SHORT PROBLEM:
Convert everything from the row containing "Query: dump truck bed" down to the last of the rows below into a Markdown table with the columns No. and Entry. Put each line in its own numbered row, leave out any blank lines, and include nothing outside that range.

DATA SUPPLIED:

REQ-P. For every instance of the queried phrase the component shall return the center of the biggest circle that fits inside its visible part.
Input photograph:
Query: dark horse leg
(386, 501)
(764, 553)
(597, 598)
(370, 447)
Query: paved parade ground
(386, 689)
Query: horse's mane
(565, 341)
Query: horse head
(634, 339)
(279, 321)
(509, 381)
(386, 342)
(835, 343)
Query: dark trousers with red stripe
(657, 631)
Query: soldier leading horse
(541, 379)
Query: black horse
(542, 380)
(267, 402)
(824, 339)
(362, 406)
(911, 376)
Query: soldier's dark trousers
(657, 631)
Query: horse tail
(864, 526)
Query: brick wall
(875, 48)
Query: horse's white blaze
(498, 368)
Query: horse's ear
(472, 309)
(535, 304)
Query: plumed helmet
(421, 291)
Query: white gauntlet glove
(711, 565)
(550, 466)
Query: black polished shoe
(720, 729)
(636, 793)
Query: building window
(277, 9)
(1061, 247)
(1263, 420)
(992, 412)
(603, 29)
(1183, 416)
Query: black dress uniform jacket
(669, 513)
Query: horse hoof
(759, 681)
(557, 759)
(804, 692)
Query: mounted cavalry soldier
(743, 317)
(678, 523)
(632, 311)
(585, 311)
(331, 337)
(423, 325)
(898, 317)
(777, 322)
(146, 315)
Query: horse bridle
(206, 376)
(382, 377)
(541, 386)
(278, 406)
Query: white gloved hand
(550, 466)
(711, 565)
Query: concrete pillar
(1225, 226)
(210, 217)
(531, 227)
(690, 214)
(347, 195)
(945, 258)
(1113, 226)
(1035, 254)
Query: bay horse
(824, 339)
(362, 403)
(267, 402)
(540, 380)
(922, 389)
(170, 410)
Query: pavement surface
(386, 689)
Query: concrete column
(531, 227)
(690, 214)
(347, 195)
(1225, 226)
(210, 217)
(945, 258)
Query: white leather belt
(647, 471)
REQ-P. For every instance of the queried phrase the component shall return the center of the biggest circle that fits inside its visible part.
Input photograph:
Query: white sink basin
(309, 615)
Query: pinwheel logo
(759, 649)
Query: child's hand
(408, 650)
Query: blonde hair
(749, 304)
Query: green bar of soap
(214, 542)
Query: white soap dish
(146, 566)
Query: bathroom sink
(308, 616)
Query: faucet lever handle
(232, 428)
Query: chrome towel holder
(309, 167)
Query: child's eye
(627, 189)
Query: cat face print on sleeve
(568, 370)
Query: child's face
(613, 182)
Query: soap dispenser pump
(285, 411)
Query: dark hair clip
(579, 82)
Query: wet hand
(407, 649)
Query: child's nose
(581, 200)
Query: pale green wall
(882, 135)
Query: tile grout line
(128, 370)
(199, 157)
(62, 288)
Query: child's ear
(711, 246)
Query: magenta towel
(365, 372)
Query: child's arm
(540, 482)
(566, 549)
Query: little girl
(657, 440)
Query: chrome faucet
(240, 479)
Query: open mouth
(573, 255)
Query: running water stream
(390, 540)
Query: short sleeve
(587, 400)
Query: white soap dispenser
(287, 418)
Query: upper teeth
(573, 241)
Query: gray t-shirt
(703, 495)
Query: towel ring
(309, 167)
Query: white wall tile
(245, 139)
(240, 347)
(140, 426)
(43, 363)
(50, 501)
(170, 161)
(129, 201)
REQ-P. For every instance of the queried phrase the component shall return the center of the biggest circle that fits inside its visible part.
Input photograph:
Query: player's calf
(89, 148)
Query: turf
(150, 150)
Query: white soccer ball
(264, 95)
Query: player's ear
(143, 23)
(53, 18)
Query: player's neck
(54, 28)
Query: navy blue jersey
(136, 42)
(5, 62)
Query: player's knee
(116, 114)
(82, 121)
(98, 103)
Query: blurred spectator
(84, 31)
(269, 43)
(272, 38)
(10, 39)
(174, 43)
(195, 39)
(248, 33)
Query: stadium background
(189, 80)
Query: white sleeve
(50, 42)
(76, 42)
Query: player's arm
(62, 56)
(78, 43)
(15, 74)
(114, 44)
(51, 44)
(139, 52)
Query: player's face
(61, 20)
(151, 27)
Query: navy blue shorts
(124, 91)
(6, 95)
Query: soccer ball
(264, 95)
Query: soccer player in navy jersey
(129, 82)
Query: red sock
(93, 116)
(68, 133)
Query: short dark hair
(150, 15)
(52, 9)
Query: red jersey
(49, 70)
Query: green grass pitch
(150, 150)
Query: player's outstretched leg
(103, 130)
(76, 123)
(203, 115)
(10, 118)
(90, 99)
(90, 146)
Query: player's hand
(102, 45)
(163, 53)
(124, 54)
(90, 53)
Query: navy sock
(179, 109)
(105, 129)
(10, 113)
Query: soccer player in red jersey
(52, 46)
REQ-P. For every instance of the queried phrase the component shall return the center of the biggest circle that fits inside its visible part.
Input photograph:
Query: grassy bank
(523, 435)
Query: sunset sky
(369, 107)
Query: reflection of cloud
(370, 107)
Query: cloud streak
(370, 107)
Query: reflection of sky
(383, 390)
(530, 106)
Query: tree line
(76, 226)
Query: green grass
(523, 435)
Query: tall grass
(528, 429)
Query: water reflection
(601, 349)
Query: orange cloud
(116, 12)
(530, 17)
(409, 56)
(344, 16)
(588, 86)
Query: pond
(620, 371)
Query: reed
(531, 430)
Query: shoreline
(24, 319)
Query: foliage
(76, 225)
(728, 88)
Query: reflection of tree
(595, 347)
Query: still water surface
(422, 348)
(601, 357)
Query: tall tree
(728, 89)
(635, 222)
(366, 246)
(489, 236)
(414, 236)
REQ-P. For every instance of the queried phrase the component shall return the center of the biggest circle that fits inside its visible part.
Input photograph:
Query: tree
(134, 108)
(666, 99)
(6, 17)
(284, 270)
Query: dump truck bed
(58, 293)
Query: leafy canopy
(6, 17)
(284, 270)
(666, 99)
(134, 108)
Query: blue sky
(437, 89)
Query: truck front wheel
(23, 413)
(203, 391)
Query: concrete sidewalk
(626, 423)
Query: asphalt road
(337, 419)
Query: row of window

FULL SOLUTION:
| No. | Entry |
|---|---|
| 1 | Query: dump truck bed |
| 2 | (58, 293) |
| 3 | Query: leafy canopy |
| 4 | (6, 17) |
| 5 | (284, 270) |
| 6 | (666, 99) |
| 7 | (134, 108) |
| 8 | Query: blue sky |
| 9 | (437, 89) |
| 10 | Query: truck front wheel |
| 11 | (23, 413) |
| 12 | (203, 391) |
| 13 | Query: concrete sidewalk |
| 14 | (626, 423) |
| 15 | Query: asphalt road |
| 16 | (337, 419) |
| 17 | Query: row of window |